→ EXERCISE DESCRIPTION
Write out all the records below again, swapping every "site survey" for "floor plan review" and keeping everything else the same.

* * * * * * *

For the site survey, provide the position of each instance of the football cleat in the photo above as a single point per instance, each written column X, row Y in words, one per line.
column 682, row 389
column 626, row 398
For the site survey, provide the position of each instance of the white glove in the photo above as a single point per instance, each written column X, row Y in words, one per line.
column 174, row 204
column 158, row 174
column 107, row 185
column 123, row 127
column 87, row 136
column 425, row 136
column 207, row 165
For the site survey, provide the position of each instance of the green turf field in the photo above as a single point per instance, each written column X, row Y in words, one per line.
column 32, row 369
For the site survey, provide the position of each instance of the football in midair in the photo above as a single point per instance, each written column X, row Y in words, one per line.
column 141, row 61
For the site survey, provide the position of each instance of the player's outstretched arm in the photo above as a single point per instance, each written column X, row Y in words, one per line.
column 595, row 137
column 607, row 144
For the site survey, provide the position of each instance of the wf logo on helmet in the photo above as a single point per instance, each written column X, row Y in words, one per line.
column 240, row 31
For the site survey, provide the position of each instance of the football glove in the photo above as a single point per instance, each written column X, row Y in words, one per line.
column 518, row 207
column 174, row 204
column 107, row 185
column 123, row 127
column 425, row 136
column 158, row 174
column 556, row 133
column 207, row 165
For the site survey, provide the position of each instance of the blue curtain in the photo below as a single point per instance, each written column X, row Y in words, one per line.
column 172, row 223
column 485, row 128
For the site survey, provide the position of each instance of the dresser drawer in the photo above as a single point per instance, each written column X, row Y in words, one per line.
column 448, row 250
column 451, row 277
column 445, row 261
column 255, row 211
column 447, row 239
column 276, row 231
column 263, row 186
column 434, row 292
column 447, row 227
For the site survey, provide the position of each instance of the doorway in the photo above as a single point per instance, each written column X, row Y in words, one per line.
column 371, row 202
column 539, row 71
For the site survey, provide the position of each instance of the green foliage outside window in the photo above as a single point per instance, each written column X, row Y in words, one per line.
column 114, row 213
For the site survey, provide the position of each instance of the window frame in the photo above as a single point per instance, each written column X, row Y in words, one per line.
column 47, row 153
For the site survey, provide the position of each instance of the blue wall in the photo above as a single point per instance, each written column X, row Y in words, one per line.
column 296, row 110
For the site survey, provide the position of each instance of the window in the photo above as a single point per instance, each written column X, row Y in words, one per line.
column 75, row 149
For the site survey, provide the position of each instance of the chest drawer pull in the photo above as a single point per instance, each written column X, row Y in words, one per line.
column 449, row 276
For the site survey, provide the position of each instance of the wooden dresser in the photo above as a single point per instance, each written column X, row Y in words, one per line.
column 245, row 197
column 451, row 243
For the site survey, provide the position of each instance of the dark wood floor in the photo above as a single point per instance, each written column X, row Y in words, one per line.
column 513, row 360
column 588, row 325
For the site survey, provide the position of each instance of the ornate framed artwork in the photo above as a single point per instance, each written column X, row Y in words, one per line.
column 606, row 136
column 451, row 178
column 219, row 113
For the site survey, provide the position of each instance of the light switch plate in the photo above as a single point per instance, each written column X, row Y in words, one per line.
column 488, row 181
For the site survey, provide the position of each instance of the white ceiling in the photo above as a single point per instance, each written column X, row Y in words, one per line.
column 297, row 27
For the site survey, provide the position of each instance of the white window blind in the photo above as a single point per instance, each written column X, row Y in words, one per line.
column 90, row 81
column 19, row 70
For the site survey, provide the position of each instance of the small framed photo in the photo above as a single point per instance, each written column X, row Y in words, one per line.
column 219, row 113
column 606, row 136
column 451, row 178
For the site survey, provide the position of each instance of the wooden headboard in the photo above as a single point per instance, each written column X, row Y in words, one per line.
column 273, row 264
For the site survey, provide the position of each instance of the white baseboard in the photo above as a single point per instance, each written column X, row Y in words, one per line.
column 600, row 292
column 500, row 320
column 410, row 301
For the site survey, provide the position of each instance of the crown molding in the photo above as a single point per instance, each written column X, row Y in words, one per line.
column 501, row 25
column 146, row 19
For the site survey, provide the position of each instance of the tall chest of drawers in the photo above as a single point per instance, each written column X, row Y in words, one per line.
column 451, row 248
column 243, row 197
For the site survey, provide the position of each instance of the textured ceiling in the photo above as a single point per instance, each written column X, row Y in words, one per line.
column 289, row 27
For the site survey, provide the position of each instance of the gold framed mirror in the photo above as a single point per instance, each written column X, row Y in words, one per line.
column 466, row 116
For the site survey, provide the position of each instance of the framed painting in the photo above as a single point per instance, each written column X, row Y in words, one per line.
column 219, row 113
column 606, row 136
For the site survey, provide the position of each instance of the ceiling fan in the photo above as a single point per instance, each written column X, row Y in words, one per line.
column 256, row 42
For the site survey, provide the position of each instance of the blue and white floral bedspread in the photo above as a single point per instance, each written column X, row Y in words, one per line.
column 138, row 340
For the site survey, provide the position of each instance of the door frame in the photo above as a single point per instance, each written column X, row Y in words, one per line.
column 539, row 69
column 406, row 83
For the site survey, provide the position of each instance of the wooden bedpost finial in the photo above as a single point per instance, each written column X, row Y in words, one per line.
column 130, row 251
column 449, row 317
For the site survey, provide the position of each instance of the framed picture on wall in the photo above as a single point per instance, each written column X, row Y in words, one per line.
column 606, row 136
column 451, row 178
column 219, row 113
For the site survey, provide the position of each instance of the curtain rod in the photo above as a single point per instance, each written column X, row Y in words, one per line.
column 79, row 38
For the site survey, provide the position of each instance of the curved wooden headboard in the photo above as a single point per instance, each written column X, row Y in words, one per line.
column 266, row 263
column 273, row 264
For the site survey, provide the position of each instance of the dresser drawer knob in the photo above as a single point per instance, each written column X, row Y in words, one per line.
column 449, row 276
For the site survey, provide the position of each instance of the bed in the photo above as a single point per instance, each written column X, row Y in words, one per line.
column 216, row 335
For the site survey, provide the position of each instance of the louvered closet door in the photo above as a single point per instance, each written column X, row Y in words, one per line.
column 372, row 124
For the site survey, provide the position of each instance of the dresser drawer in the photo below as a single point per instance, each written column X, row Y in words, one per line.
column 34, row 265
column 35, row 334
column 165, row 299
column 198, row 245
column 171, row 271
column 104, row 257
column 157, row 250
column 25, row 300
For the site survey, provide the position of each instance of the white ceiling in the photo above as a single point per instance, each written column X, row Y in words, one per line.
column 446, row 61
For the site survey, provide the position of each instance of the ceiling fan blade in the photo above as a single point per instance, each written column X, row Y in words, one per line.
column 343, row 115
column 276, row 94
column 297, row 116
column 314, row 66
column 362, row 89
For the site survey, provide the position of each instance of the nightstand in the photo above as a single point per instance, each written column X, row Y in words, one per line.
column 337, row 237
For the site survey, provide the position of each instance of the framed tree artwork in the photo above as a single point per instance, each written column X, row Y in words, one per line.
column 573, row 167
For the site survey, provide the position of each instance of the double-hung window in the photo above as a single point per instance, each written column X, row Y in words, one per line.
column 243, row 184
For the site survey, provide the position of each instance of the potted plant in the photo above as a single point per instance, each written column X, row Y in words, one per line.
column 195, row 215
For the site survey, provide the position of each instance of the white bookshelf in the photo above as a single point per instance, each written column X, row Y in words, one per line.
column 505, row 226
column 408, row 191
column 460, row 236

* * * * * * *

→ FINAL ANSWER
For the floor plan review, provide the position of each instance of the football cleat in the photo above as a single point per instance, each written column X, row Y in words, one per line.
column 682, row 389
column 626, row 398
For the floor plan review, provide the position of each instance of the white glove in the photo above as a single point per instance, each written column X, row Y in words, one per line.
column 174, row 204
column 158, row 174
column 107, row 185
column 123, row 127
column 87, row 136
column 425, row 136
column 207, row 165
For the floor plan review, provide the position of each instance of the green turf field in the photo above as a single point per instance, each written column X, row Y in words, one per line.
column 32, row 369
For the floor plan review, provide the position of each instance of the football in midair in the photo above as a single point per instance, each written column X, row Y in words, one per line.
column 141, row 61
For the floor plan review, provide the position of each instance of the player's outstretched arm in the photo above as a single point per instance, each written column X, row Y in words, one per line.
column 595, row 137
column 607, row 144
For the floor plan review, provide the position of each instance of the wf logo on helmet in the photo above as a single point per instance, each written column X, row Y in words, one per line.
column 240, row 31
For the floor plan review, provide the position of each instance of the football glove in the photo above as a single point per instance, each written column X, row Y in words, one per line.
column 518, row 207
column 174, row 204
column 107, row 185
column 123, row 127
column 425, row 136
column 158, row 174
column 556, row 133
column 207, row 165
For the floor plan review, provide the position of each instance of the blue curtain in the photo below as a single point per instance, each written column X, row Y in words, one per line.
column 172, row 223
column 485, row 128
For the floor plan review, provide the position of each instance of the dresser drawer in the photo above as a single point per instance, each written column X, row Y in words, one per line.
column 448, row 250
column 451, row 277
column 445, row 261
column 255, row 211
column 447, row 239
column 276, row 231
column 263, row 186
column 434, row 292
column 447, row 227
For the floor plan review, provide the position of each instance of the doorway in the photo above as a single point per instance, each written column X, row Y in words, one per line.
column 371, row 202
column 539, row 71
For the floor plan review, provide the position of each instance of the green foliage outside window in the photo above as a single point per instance, each written column X, row Y in words, one per line.
column 114, row 213
For the floor plan review, provide the position of each instance of the window frame in the photo above as a single point per instance, each written column X, row Y in words, one per line.
column 47, row 153
For the floor plan review, provide the position of each instance of the blue wall in the photo above as a single point per instance, each written column X, row Y in words, one per line.
column 296, row 110
For the floor plan review, provide the position of each instance of the window in the photo above as a single point per instance, each written column X, row Y in words, one per line.
column 75, row 149
For the floor plan review, provide the position of each instance of the chest drawer pull in the photo above as a single point per instance, each written column X, row Y in words, one per line.
column 449, row 276
For the floor plan review, provide the position of each instance of the wooden dresser in the photo above as a single point per instance, each written column X, row Y in words, one per line.
column 245, row 197
column 451, row 243
For the floor plan review, provide the position of each instance of the dark wood floor in the photo above as a single point per instance, each written column X, row Y in words, one per line.
column 513, row 360
column 588, row 325
For the floor plan review, provide the position of each instance of the ornate framed artwork in the photo above as a single point per instance, each written column X, row Y in words, one per line.
column 606, row 136
column 451, row 178
column 219, row 113
For the floor plan review, provide the position of each instance of the light switch plate in the photo above as a single point per instance, each written column X, row Y in words, one per line.
column 488, row 181
For the floor plan review, provide the position of each instance of the white ceiling in the photo above as a single point per instance, each written column X, row Y in words, one per line.
column 297, row 27
For the floor plan review, provide the position of each instance of the white window blind in the photo above as a single point per instance, each written column X, row Y in words, one per line.
column 90, row 81
column 19, row 70
For the floor plan review, provide the position of each instance of the small framed photo in the photo above as a single point per instance, each written column X, row Y in words, one per line.
column 219, row 113
column 606, row 136
column 451, row 178
For the floor plan review, provide the position of each instance of the wooden headboard in the photo above as a single point per instance, each written column X, row Y in words, one per line.
column 273, row 264
For the floor plan review, provide the position of each instance of the white baseboard in the photo above as a single point per instance, each written column X, row Y in words, one per line.
column 600, row 292
column 500, row 320
column 410, row 301
For the floor plan review, provide the position of each instance of the crown molding in the photo above as a single point per instance, each written column X, row Y in words, one per line.
column 501, row 25
column 146, row 19
For the floor plan review, provide the position of each instance of the tall chest of drawers in the photo above as a single point per instance, each written column X, row Y in words, one per line.
column 451, row 248
column 243, row 197
For the floor plan review, provide the position of each instance of the textured ceiling in the photo above as a single point per instance, each written column X, row Y in words, one per line.
column 289, row 27
For the floor plan review, provide the position of each instance of the gold framed mirror in the photo above as a single point per instance, each written column X, row Y in words, one per line.
column 466, row 116
For the floor plan review, provide the position of each instance of the framed painting in the photo above as a single point per instance, each written column X, row Y in words, one per line.
column 219, row 113
column 606, row 136
For the floor plan review, provide the position of each instance of the ceiling fan in the photo above as a single point per instance, each written column X, row Y in words, one per line.
column 256, row 42
For the floor plan review, provide the position of each instance of the blue and white floral bedspread in the photo above as a single point per instance, each written column X, row Y in words, one per line.
column 138, row 340
For the floor plan review, provide the position of each instance of the door frame in the photo above as a single point per instance, each written column X, row Y in words, one per line.
column 539, row 69
column 406, row 83
For the floor plan review, provide the position of each instance of the wooden bedpost finial in the photo above as a single point per instance, each written column X, row Y in words, one per line.
column 130, row 251
column 449, row 317
For the floor plan review, provide the position of each instance of the framed picture on wall in the photo above as a single point per instance, each written column X, row Y in words, one per line.
column 606, row 136
column 451, row 178
column 219, row 113
For the floor plan review, provide the position of each instance of the curtain rod in the photo above as a single point per instance, each written column X, row Y in words, one per line.
column 79, row 38
For the floor plan review, provide the position of each instance of the curved wooden headboard in the photo above as a single point per instance, each written column X, row Y in words, one per line.
column 266, row 263
column 273, row 264
For the floor plan review, provide the position of each instance of the dresser drawer knob in the photo above as a single point per instance, each written column X, row Y in words, one per line.
column 449, row 276
For the floor plan review, provide the position of each instance of the bed in the photo above as a single point per instance, each written column X, row Y in words, one per line.
column 216, row 335
For the floor plan review, provide the position of each instance of the louvered closet door in the photo above as a single point per instance, each written column X, row Y in words, one per line.
column 372, row 124
For the floor plan review, provide the position of each instance of the dresser drawer in the photo below as a single point per instance, each written column X, row Y in words, one per line.
column 34, row 265
column 35, row 334
column 165, row 299
column 198, row 245
column 171, row 271
column 104, row 257
column 157, row 250
column 25, row 300
For the floor plan review, provide the position of each instance of the white ceiling in the photo above as a single point per instance, each written column X, row Y in words, one per line.
column 446, row 61
For the floor plan review, provide the position of each instance of the ceiling fan blade in the photo above as a single point per instance, each written column X, row Y in words, one per line.
column 343, row 115
column 276, row 94
column 297, row 116
column 314, row 66
column 362, row 89
For the floor plan review, provide the position of each instance of the nightstand in the photo above as a single point per instance, each written column X, row Y in words, one per line.
column 337, row 237
For the floor plan review, provide the position of each instance of the framed tree artwork in the photo above as a single point per instance, each written column X, row Y in words, one per line.
column 573, row 167
For the floor plan review, provide the position of each instance of the double-hung window in the photo above as a single point per instance, each written column X, row Y in words, one per line.
column 243, row 184
For the floor plan review, provide the position of each instance of the potted plant in the photo above as a single point per instance, each written column X, row Y in words, one per line.
column 195, row 215
For the floor plan review, provide the position of each instance of the white bookshelf in the photo above as a single point per instance, each written column X, row Y in words, one per line.
column 505, row 226
column 408, row 191
column 460, row 236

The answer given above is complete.